-- START Data to process --

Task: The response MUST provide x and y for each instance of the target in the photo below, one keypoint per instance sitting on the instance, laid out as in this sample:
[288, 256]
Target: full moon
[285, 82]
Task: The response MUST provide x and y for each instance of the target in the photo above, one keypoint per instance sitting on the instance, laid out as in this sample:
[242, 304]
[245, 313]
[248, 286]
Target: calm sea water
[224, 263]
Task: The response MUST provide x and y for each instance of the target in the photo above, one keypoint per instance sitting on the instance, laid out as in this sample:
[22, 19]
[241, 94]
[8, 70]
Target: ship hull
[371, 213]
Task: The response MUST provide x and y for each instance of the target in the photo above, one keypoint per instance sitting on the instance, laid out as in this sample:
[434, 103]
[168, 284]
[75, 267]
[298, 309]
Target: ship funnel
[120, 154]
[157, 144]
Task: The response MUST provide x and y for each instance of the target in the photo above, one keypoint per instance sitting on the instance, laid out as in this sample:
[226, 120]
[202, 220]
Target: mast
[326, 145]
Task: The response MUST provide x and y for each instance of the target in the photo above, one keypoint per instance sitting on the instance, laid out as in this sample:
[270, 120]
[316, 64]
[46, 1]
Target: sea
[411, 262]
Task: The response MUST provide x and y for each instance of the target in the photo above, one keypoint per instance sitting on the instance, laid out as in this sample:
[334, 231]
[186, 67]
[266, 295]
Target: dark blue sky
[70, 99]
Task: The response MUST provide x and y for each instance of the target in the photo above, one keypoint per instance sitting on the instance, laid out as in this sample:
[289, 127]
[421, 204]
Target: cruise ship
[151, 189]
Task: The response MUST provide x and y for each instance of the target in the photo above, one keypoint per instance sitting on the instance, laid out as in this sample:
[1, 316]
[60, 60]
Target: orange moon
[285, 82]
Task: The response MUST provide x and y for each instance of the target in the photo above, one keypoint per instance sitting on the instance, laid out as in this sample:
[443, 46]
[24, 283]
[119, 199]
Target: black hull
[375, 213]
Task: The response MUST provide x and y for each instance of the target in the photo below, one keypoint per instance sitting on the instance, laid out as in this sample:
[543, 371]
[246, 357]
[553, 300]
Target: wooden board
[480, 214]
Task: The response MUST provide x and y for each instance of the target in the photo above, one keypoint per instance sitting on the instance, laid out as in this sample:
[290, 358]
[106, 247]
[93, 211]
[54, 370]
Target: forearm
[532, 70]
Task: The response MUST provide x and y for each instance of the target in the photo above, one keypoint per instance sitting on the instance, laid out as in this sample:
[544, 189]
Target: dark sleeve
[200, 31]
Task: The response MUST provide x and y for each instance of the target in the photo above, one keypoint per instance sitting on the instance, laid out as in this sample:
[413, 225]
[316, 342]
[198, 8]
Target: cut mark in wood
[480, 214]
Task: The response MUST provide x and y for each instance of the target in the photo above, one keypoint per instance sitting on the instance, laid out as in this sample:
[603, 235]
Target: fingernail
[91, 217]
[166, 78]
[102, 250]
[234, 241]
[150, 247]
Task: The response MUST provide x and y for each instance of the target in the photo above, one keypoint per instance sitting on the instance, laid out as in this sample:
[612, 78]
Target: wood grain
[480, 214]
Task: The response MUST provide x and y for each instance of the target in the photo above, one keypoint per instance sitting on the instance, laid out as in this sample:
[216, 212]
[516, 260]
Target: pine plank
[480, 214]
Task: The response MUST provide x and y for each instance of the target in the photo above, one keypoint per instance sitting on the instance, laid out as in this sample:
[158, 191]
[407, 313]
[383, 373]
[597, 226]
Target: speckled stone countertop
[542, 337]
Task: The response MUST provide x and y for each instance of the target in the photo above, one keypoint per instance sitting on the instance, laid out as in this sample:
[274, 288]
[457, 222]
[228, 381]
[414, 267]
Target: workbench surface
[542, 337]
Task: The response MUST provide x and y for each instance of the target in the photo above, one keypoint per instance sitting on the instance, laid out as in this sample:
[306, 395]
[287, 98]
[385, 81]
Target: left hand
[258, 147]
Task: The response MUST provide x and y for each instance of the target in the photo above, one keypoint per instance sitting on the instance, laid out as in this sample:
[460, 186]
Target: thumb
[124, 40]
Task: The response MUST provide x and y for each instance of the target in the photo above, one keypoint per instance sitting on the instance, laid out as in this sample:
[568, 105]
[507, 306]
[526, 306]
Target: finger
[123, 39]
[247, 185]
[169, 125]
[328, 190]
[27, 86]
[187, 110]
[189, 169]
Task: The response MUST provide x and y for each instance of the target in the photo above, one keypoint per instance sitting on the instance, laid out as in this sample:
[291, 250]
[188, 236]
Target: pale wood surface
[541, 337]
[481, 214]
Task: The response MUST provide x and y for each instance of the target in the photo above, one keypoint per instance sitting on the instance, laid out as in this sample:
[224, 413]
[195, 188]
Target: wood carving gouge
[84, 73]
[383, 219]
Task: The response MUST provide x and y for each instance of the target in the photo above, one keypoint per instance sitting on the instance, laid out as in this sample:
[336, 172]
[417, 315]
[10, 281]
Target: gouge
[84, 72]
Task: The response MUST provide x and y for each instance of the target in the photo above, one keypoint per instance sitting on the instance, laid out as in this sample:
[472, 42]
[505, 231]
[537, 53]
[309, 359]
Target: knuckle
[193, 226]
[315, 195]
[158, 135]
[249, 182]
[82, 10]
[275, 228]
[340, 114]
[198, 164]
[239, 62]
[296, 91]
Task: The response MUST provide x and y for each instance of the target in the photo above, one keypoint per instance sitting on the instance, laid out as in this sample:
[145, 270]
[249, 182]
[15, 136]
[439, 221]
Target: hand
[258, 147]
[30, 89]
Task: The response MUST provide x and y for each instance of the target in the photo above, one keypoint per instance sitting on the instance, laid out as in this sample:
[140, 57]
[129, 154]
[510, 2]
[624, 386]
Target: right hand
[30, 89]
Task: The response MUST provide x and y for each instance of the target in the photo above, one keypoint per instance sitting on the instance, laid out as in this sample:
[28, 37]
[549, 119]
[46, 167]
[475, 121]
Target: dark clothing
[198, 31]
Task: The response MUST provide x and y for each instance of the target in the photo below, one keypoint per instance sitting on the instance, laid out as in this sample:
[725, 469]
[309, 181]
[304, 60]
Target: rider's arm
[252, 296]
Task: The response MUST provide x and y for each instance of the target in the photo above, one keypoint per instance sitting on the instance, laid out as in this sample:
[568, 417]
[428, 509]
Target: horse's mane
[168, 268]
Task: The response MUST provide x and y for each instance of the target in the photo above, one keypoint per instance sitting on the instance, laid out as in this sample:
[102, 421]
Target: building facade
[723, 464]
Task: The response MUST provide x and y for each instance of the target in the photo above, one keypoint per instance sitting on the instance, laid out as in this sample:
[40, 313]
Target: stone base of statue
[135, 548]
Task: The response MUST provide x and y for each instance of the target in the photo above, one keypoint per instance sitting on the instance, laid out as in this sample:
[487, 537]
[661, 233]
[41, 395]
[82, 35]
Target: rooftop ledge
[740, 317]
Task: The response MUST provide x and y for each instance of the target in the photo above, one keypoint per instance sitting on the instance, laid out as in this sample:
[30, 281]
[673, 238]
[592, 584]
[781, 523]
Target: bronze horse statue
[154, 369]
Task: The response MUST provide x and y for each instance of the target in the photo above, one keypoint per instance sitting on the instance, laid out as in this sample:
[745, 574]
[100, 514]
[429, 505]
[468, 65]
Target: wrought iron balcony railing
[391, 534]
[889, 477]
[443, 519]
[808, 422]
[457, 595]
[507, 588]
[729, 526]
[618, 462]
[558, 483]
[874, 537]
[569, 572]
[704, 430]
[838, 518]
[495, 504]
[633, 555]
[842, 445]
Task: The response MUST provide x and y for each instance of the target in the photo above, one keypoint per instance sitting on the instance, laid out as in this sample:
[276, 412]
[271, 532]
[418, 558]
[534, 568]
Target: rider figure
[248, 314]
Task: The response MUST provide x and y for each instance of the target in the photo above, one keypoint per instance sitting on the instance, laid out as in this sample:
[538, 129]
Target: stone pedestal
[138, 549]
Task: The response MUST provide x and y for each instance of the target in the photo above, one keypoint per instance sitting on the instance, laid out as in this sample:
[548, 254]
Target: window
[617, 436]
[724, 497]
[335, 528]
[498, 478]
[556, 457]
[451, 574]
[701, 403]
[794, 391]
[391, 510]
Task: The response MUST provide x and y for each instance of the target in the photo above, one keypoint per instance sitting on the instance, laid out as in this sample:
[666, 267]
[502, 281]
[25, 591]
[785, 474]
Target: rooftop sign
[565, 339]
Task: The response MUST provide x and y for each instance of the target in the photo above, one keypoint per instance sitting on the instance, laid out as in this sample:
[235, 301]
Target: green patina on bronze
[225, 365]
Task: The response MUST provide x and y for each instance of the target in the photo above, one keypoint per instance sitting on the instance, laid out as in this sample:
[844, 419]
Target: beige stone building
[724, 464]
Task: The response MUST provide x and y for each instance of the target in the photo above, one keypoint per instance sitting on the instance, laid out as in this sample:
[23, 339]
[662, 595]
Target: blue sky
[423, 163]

-- END Data to process --

Do this:
Extract every line of the listing above that contains the string "dark", copying each one verbatim.

Answer to this exercise:
Target: dark blue sky
Target: dark sleeve
Target: dark clothing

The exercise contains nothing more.